Task prompt »
Which lines in the records below contain the string "provided"? Pick out each of them and copy it whole, treating uppercase and lowercase as different.

##### Given data

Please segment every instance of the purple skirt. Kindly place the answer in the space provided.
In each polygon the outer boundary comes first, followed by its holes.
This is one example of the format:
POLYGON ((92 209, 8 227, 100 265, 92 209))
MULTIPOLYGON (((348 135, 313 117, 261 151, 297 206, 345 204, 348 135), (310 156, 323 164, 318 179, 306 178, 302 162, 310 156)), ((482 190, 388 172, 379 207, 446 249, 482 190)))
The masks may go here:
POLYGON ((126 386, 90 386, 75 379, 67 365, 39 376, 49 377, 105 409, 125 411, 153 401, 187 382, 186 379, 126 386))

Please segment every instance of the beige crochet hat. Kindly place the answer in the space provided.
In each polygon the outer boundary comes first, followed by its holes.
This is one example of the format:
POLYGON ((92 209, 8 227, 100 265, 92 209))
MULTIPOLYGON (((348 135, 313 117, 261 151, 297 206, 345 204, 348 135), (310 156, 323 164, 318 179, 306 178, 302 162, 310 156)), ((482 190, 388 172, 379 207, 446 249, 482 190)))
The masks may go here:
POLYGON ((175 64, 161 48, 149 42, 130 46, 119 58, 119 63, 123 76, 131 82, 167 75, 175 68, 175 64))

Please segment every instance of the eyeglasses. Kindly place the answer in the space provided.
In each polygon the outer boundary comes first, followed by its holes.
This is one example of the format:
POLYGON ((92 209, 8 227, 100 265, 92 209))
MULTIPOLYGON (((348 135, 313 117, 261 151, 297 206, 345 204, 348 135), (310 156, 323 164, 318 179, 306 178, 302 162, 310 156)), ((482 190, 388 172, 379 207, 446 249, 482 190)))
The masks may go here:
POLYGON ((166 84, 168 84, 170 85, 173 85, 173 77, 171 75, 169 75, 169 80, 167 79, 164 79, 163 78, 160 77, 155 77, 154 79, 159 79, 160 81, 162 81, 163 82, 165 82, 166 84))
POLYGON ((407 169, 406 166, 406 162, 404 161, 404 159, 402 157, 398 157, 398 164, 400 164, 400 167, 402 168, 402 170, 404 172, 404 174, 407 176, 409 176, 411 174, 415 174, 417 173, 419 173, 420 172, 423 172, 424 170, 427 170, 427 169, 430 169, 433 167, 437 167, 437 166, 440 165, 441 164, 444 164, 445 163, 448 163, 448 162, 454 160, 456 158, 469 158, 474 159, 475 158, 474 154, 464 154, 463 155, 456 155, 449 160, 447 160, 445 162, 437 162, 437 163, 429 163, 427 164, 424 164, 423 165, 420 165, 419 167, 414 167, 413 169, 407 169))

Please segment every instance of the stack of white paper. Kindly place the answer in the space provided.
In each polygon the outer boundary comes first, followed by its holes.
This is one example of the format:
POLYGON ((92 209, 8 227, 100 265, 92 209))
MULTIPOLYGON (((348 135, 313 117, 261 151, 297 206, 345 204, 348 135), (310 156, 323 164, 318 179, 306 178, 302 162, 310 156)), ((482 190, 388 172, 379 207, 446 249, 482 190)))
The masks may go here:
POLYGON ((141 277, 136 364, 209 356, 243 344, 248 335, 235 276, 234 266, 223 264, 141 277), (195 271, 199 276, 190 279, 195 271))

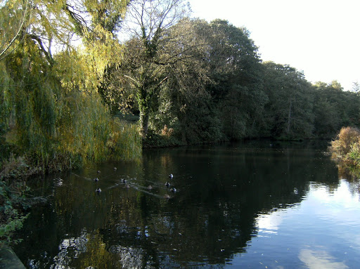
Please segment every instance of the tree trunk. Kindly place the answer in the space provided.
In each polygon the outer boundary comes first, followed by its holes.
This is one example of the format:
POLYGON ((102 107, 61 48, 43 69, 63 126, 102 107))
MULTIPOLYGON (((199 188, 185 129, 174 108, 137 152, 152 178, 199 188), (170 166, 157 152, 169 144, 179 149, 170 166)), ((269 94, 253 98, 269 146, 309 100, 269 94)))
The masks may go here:
POLYGON ((140 132, 141 136, 145 138, 148 135, 148 129, 149 123, 148 107, 143 107, 140 110, 140 132))
POLYGON ((290 133, 290 125, 291 122, 291 105, 292 105, 292 99, 290 98, 290 105, 289 105, 289 113, 288 114, 288 128, 286 129, 286 133, 289 135, 290 133))

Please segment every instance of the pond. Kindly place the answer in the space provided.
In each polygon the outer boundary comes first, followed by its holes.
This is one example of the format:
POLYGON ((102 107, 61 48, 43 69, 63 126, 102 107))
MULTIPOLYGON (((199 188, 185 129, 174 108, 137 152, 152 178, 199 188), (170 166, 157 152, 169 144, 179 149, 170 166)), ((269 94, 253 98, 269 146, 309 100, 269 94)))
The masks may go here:
POLYGON ((29 268, 358 268, 359 181, 339 176, 326 151, 271 141, 149 150, 33 181, 46 199, 14 250, 29 268))

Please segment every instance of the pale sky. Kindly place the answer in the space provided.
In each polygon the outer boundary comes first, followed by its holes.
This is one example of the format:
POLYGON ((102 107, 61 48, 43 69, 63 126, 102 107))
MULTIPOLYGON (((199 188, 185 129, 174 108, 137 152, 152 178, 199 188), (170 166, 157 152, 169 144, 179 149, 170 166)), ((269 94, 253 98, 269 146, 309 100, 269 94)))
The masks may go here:
POLYGON ((192 16, 245 27, 263 61, 310 82, 360 83, 360 0, 188 0, 192 16))

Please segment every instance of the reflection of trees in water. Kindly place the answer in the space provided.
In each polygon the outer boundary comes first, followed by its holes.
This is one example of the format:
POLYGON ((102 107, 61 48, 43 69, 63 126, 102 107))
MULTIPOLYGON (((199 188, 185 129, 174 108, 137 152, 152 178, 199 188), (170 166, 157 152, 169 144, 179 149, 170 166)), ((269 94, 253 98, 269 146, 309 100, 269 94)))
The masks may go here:
POLYGON ((338 169, 339 178, 344 178, 349 183, 350 193, 360 194, 360 169, 341 163, 338 164, 338 169))
MULTIPOLYGON (((37 241, 51 238, 36 246, 34 256, 52 249, 48 256, 61 256, 61 264, 68 258, 75 268, 221 267, 246 251, 256 236, 259 214, 302 201, 309 191, 309 178, 330 188, 338 184, 336 167, 314 150, 284 150, 276 145, 252 150, 173 150, 144 156, 141 167, 136 166, 141 170, 134 183, 138 188, 119 187, 101 195, 89 195, 81 186, 84 183, 77 181, 68 188, 57 188, 52 207, 41 209, 36 216, 52 220, 39 223, 33 218, 33 225, 41 227, 34 231, 39 233, 37 241), (167 200, 160 197, 168 191, 165 182, 169 173, 174 173, 172 184, 179 190, 167 200), (158 190, 161 195, 139 190, 149 180, 164 188, 158 190), (77 258, 75 252, 60 255, 59 247, 65 242, 71 245, 68 249, 78 250, 77 258)), ((42 264, 39 268, 49 265, 42 264)))

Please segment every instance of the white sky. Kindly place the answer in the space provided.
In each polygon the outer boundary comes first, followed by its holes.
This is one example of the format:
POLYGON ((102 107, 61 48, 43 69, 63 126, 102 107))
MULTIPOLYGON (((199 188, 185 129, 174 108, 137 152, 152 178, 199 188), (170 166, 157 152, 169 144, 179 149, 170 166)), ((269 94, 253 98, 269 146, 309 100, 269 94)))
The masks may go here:
POLYGON ((261 58, 311 81, 360 82, 360 0, 188 0, 193 17, 245 27, 261 58))

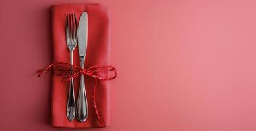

##########

Final result »
Please segment every instance of the purple skirt. Kindly place the answer in the space provided.
Please segment every instance of the beige crochet hat. Kindly place the answer in the space provided.
Please segment every instance of the eyeglasses. Kindly place the answer in the space provided.
Please segment every instance of the stack of white paper. Kindly place the answer in the space provided.
Please segment every instance of the tree trunk. Kindly place the answer in the space provided.
Please segment every instance of the pond. Kindly place the answer in the space provided.
Please segment every instance of the pale sky. Kindly place the answer in the space provided.
Please segment every instance of the reflection of trees in water. Kindly place the answer in the space provided.
Please segment every instance of the white sky. Kindly place the answer in the space provided.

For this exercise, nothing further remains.